## start Data for processing
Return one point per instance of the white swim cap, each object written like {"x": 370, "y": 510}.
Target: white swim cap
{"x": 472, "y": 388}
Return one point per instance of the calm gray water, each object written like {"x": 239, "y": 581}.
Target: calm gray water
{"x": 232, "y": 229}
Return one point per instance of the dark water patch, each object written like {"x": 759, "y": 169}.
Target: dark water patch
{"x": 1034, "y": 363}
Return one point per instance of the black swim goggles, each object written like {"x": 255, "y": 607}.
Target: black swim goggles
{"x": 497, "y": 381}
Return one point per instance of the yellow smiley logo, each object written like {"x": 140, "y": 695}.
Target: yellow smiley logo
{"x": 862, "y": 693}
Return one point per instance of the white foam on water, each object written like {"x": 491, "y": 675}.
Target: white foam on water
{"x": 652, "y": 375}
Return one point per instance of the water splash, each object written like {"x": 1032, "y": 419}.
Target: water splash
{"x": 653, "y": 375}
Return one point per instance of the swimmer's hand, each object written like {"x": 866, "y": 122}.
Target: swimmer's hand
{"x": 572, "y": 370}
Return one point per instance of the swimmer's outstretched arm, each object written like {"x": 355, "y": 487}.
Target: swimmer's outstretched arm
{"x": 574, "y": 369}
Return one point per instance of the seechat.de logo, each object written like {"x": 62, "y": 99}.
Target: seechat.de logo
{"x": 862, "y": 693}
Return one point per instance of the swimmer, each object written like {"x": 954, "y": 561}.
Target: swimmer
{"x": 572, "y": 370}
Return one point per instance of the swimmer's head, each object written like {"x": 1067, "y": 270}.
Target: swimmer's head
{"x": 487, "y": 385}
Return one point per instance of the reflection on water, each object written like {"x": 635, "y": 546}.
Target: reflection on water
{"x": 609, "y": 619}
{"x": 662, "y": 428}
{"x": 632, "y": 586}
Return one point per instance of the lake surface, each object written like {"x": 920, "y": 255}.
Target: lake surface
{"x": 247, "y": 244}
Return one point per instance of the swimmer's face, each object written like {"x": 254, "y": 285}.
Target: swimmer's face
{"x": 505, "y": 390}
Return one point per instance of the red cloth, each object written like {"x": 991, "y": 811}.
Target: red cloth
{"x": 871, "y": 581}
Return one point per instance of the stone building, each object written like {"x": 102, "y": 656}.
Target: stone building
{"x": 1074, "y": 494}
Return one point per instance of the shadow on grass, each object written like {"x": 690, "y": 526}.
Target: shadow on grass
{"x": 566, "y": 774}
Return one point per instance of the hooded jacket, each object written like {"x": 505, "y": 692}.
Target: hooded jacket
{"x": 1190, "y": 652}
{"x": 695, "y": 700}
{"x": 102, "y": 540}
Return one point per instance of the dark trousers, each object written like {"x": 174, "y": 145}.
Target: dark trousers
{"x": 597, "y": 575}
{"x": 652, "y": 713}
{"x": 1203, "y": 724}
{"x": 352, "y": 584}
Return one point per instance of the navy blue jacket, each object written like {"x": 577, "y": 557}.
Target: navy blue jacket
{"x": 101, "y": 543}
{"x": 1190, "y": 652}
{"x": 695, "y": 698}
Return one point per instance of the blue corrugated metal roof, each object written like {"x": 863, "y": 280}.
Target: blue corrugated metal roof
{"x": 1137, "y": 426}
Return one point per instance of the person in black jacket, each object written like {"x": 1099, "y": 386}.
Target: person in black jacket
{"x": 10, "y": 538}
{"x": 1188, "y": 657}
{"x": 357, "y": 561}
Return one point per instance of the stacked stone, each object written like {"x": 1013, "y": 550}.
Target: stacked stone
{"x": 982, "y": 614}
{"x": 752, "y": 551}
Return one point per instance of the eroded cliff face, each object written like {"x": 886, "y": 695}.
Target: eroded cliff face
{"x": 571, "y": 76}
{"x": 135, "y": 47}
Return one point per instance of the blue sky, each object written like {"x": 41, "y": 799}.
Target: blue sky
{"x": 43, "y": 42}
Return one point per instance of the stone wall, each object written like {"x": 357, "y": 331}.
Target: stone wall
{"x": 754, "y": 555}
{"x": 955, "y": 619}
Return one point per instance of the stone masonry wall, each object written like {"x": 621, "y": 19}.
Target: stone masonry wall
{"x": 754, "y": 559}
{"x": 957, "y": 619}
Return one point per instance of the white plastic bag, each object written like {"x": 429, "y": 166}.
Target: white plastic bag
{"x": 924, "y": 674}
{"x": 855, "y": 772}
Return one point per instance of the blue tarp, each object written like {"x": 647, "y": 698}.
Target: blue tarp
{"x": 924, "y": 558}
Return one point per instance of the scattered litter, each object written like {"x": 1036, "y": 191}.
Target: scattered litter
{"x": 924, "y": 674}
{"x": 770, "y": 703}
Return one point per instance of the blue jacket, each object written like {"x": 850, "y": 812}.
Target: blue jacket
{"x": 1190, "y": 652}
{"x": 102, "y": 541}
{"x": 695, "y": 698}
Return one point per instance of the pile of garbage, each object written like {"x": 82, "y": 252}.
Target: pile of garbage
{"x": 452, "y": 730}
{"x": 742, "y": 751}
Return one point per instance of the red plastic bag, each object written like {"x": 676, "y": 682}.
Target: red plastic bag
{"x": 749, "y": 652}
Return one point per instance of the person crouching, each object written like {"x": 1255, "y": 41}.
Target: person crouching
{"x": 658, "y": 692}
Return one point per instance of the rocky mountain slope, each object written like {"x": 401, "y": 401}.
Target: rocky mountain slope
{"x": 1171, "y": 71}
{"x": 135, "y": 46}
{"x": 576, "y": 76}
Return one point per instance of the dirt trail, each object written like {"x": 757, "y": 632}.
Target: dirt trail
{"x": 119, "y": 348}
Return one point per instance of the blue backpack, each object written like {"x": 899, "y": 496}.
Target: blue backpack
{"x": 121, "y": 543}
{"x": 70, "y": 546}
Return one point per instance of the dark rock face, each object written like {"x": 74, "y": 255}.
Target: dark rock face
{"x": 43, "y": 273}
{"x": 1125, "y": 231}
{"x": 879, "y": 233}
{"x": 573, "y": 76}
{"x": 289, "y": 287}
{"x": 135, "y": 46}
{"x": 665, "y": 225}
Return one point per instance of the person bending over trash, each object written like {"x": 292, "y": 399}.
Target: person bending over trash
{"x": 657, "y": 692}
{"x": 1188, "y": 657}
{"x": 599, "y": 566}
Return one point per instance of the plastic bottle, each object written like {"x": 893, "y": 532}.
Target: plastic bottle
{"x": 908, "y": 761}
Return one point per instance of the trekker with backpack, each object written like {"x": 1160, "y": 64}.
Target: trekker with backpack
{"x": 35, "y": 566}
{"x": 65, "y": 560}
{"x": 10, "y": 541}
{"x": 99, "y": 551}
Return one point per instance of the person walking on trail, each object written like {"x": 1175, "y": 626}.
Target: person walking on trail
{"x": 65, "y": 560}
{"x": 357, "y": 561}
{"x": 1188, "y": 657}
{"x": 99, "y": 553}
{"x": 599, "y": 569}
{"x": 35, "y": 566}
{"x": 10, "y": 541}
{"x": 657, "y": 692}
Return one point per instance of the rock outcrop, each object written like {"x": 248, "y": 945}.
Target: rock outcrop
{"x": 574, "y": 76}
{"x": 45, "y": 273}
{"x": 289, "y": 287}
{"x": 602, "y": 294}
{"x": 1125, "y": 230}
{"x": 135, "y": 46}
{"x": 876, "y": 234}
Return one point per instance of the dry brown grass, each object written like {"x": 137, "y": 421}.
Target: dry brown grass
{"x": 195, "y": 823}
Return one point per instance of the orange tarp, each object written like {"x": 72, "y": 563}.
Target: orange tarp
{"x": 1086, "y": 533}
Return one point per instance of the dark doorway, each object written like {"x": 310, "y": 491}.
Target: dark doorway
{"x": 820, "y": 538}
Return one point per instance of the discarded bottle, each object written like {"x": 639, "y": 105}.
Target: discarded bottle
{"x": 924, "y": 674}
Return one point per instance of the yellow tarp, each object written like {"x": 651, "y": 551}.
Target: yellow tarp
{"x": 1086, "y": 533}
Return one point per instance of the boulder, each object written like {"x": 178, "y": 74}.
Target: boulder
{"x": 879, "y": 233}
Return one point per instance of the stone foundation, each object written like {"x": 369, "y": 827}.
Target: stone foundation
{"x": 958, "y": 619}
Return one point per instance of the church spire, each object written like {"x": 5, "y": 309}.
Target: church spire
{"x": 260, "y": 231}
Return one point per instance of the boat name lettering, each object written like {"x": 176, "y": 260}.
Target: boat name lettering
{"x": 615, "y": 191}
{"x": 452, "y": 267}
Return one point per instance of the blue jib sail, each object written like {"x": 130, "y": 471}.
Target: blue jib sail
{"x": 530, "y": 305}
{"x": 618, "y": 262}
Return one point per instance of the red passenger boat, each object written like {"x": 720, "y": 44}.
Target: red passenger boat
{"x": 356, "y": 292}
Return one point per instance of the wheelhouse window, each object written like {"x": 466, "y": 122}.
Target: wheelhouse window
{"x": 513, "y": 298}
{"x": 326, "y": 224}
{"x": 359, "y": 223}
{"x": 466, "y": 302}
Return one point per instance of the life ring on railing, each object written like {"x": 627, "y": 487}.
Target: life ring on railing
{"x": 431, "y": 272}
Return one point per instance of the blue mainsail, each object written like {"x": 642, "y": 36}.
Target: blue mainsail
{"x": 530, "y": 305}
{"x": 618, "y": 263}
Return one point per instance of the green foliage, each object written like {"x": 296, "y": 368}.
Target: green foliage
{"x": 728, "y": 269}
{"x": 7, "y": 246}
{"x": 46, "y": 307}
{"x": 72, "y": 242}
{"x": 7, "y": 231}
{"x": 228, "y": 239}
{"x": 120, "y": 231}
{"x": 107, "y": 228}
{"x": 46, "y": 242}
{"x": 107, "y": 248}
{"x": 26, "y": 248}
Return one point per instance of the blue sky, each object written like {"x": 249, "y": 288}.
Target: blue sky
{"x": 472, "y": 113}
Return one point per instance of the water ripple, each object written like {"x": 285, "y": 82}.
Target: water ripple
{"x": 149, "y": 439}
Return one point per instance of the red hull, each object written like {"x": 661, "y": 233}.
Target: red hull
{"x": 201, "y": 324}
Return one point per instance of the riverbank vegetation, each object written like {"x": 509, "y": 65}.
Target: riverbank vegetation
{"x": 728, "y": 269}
## end Data for processing
Short exercise » With both ends included, please retype exactly the lines from the line containing "Return one point per instance of the green" to the final line of the data.

Result of this exercise »
Return one point per instance of the green foliage, each object written like {"x": 296, "y": 368}.
Target: green foliage
{"x": 728, "y": 269}
{"x": 7, "y": 246}
{"x": 46, "y": 307}
{"x": 72, "y": 242}
{"x": 7, "y": 231}
{"x": 228, "y": 239}
{"x": 120, "y": 231}
{"x": 107, "y": 228}
{"x": 46, "y": 242}
{"x": 107, "y": 248}
{"x": 26, "y": 248}
Return one point per instance of the blue sky, each object written like {"x": 249, "y": 288}.
Target: blue sky
{"x": 472, "y": 113}
Return one point per instance of the water ripple, each object written like {"x": 285, "y": 82}.
Target: water ripple
{"x": 149, "y": 439}
Return one point per instance of the red hull, each object written like {"x": 661, "y": 233}.
Target: red hull
{"x": 201, "y": 324}
Return one point per instance of the riverbank vegetation, each object written like {"x": 509, "y": 65}.
Target: riverbank vegetation
{"x": 728, "y": 269}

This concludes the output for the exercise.